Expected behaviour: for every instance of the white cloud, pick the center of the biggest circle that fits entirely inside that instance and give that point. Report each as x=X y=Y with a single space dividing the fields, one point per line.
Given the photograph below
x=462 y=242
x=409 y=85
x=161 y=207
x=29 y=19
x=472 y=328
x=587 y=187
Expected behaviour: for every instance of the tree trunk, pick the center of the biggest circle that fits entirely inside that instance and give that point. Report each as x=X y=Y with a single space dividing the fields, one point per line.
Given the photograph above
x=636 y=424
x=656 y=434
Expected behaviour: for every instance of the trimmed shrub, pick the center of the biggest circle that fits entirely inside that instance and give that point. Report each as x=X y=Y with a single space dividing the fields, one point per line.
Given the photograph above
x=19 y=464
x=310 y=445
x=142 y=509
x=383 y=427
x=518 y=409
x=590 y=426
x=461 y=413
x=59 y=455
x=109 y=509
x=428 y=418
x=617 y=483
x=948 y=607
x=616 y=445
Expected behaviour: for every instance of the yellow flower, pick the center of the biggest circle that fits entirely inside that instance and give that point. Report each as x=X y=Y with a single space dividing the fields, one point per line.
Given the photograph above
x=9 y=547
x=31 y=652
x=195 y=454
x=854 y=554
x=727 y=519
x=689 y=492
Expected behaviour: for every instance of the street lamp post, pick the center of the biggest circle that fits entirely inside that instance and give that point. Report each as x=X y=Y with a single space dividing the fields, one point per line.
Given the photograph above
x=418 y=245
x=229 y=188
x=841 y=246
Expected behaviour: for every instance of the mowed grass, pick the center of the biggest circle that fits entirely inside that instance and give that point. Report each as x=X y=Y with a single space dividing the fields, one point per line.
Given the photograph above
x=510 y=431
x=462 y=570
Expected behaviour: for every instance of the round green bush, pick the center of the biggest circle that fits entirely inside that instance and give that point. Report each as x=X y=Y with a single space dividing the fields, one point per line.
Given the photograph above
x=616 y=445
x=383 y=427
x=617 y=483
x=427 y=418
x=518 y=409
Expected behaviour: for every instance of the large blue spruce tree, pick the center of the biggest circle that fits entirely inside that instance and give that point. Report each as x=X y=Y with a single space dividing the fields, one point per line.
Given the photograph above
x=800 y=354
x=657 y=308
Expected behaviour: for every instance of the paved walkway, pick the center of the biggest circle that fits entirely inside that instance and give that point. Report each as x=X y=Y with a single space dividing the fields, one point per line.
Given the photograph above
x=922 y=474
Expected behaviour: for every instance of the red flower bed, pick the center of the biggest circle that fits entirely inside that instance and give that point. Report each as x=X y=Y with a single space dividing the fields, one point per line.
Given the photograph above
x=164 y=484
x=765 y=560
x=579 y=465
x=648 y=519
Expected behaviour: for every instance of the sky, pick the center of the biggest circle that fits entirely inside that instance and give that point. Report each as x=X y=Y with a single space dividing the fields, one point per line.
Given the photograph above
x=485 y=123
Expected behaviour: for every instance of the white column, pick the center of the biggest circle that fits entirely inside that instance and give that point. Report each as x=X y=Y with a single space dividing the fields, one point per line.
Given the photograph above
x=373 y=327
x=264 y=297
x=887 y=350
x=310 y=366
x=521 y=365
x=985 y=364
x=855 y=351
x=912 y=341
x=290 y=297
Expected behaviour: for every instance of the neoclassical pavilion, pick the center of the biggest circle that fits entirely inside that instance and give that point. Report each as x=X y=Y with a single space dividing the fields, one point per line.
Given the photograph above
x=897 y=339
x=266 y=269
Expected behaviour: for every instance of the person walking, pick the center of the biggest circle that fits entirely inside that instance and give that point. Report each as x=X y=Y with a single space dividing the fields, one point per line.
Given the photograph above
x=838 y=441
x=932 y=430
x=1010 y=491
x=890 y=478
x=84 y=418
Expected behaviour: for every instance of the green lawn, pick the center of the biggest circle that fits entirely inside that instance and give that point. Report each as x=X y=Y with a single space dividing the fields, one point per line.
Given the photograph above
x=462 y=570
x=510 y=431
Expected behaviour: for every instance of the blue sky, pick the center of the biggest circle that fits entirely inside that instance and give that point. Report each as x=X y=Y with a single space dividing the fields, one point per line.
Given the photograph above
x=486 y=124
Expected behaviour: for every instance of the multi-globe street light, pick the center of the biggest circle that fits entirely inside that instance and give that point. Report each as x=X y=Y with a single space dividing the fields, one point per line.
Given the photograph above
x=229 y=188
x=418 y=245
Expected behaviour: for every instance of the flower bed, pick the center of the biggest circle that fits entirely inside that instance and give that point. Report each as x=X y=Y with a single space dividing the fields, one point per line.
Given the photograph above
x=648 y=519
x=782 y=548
━━━━━━━━━━━━━━━━━━━━
▶ _TASK OBJECTIVE_: Look through the data above and return each line where the string "green" occurs.

▶ _TASK SOLUTION_:
Expected behaviour: for every instance of the round green bush, pick the center of the biggest circle that fits entirely inside that instance and give that point. Report each as x=X y=Y with a single space dividing the fields, one point per line.
Expected behaviour: for every instance of the green lawn, pick the center of the biggest circle that fits entirely inside that instance and give that point. Report each as x=X y=Y with a single space dividing the fields, one point per line.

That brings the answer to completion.